Nodes MUST contain at least these four fields.

Future extensions MAY include additional fields. Implementations MUST preserve unrecognised fields.

Directory Nodes

A directory node has:

  • directory-contents: Index mapping String names to child DLFS nodes
  • file-contents: nil

File Nodes

A file node has:

  • directory-contents: nil
  • file-contents: Blob containing file data

Tombstones

A tombstone is a node that is neither directory nor file (both contents fields are nil).

Implementations SHOULD create tombstones on file deletion to ensure deletes propagate correctly during replication.

Implementations SHOULD support tombstone cleanup after replication completes (e.g., after a configurable retention period).

Metadata

The metadata field MAY contain:

  • nil (no metadata)
  • Any valid CVM value

Implementations MAY assign custom semantics to metadata.

Update Time

The timestamp of the last operation modifying this node.

Implementations SHOULD update timestamps on all content or metadata changes.

Implementations SHOULD use timestamps to resolve replication conflicts (newer wins).

DLFS File Names

File names MAY be any UTF-8 String of length 1 or more.

File names are case sensitive. For Windows compatibility, avoid names differing only by case.

Recommended characters:

  • Alphabetic: A-Z, a-z
  • Digits: 0-9 (except first position)
  • Hyphen: -
  • Dot: .
  • Underscore: _

Avoid - and . as initial characters (special meanings in shells and Unix).

**MATERIAL SUPPLIED:**
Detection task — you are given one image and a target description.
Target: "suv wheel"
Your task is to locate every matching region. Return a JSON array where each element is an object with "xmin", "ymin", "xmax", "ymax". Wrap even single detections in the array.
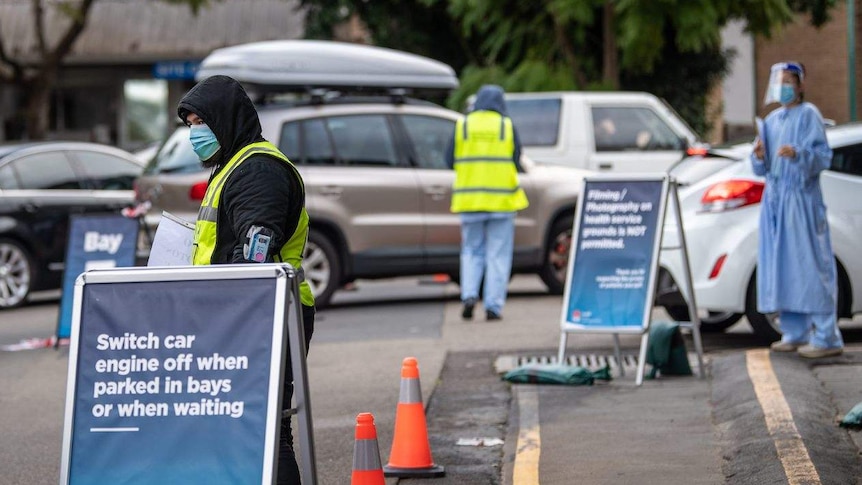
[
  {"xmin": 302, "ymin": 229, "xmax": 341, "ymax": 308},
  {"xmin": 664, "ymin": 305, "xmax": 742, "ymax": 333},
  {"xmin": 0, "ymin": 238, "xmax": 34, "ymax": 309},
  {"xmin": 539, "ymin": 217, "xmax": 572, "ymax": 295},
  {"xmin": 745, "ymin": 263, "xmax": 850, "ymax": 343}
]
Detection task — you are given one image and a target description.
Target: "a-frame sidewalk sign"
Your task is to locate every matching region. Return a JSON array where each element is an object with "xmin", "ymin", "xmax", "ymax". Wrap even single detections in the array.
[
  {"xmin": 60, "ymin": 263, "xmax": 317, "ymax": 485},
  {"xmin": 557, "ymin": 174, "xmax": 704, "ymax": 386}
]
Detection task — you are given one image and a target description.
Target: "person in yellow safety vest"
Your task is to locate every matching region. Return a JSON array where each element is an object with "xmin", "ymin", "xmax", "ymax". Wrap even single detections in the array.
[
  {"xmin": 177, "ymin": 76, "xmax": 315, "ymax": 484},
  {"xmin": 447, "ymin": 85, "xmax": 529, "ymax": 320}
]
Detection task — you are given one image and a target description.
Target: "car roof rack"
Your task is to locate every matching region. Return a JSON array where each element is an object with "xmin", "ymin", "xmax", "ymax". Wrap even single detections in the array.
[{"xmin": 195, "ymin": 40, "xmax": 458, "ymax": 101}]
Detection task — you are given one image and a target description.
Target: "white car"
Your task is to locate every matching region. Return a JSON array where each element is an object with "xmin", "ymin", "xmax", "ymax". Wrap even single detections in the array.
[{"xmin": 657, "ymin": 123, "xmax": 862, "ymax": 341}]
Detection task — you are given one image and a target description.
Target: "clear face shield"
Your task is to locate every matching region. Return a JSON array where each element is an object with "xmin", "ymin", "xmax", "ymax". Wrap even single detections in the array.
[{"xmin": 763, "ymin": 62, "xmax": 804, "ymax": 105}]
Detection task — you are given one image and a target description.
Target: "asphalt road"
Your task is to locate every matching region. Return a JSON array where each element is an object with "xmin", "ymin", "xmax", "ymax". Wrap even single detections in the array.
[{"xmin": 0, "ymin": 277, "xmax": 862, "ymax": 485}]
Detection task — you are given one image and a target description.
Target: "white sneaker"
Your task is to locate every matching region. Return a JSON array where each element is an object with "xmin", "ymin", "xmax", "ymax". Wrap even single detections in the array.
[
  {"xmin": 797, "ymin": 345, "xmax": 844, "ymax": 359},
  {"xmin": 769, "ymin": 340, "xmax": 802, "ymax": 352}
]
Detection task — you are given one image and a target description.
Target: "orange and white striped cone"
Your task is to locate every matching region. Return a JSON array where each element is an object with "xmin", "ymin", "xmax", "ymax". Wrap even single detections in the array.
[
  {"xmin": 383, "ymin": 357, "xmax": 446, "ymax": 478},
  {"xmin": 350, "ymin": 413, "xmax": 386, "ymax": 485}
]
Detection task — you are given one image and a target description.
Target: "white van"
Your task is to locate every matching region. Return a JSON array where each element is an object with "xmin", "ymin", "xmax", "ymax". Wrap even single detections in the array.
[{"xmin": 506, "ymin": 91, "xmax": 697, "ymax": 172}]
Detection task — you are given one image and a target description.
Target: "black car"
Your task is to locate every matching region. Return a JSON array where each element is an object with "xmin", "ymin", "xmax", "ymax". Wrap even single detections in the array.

**WHAT IS ASKED:** Resume the passage on DLFS nodes and file names, starting right after its last sentence. The records are separate material and aren't part of the passage on DLFS nodes.

**TASK OUTPUT:**
Merge Semantics

DLFS uses rsync-like merge semantics via DLFSLattice:

Directory Merge

When merging two directories:

  1. Entries present in both are merged recursively
  2. Entries present only in one are included in result
  3. The merged directory timestamp is max(timestamp_a, timestamp_b)

File/Node Merge

When merging non-directory nodes:

  • The node with the newer timestamp wins
  • Equal timestamps: first operand is favoured (deterministic)

Conflict Resolution

All conflicts resolve deterministically:

  • Timestamp-based: Newer modifications win
  • Symmetric: merge(a, b) = merge(b, a)
  • Idempotent: merge(a, a) = a

This ensures all replicas converge to identical state regardless of merge order.

Replication

DLFS drives replicate via Lattice Nodes (CAD036).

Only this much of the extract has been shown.